Say yes or no to whether each statement agrees with the forum thread below, and quote the words of the thread that decide it: 1. explorer5's agent said the occupation was not in the list. 2. explorer5 applied for permanent residence in Canada. 3. explorer5 is looking for an operations job in banking and finance in Toronto.
## Begin SOURCE TEXT
# how much salary is required to live in toronto with a family of 3



## explorer5 (Dec 25, 2013)

Hi

I actually wanted to migrate to canada but my agent said my occupation is not in the list so I applied for an australian pr. But going through the forum I came to know that u can go on a temporary work permit and after a year apply for pr. Still thinking to go to canada can anyone advice whether I should migrate to canada or australia considering the job opportunities,salaries and the standard of living in both the countries


----------



## EVHB (Feb 11, 2008)

And how do you get the temporary work permit? ;-)


----------



## colchar (Oct 25, 2011)

explorer5 said:


> Hi
> 
> I actually wanted to migrate to canada but my agent said my occupation is not in the list so I applied for an australian pr. But going through the forum I came to know that u can go on a temporary work permit and after a year apply for pr. Still thinking to go to canada can anyone advice whether I should migrate to canada or australia considering the job opportunities,salaries and the standard of living in both the countries



How can anyone possibly answer these questions considering how little information you have offered. And regardless, it is up to you to decide which of the two countries would be best for you so nobody here can tell you what you 'should' do.


----------



## explorer5 (Dec 25, 2013)

Hi,

I am currently working for an MNC into operations and looking for a job in operation (banking and finance) in toronto so that I can go on temporary work visa. I think this information will you give an idea whether these jobs have vacancies over there or not


----------
## End SOURCE TEXT
## Begin AVAILABLE DATA
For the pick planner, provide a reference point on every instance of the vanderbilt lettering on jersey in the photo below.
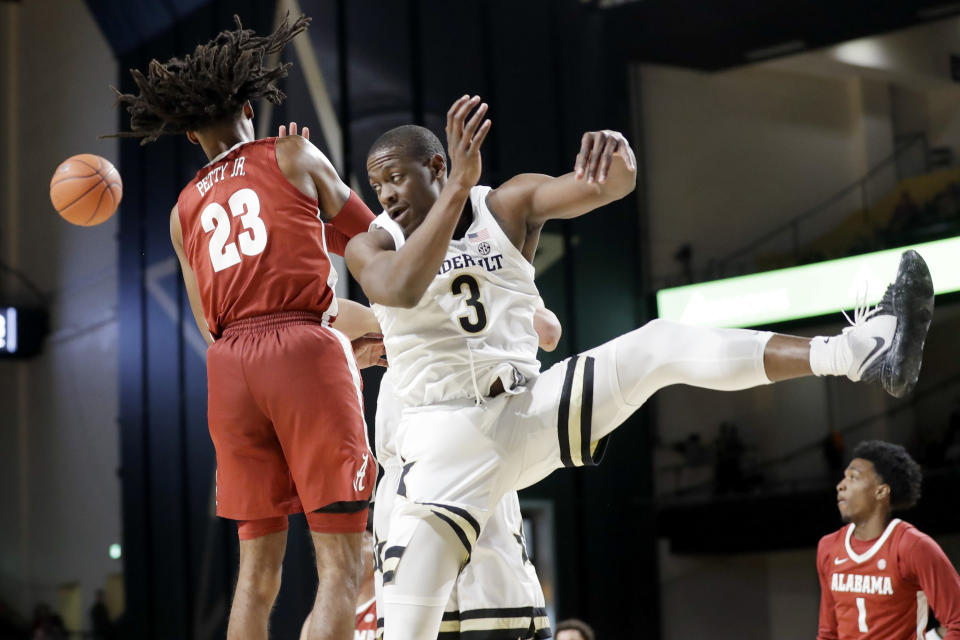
## End AVAILABLE DATA
# THE SOLUTION
1. Yes: "my agent said my occupation is not in the list"
2. No: "so I applied for an australian pr"
3. Yes: "looking for a job in operation (banking and finance) in toronto"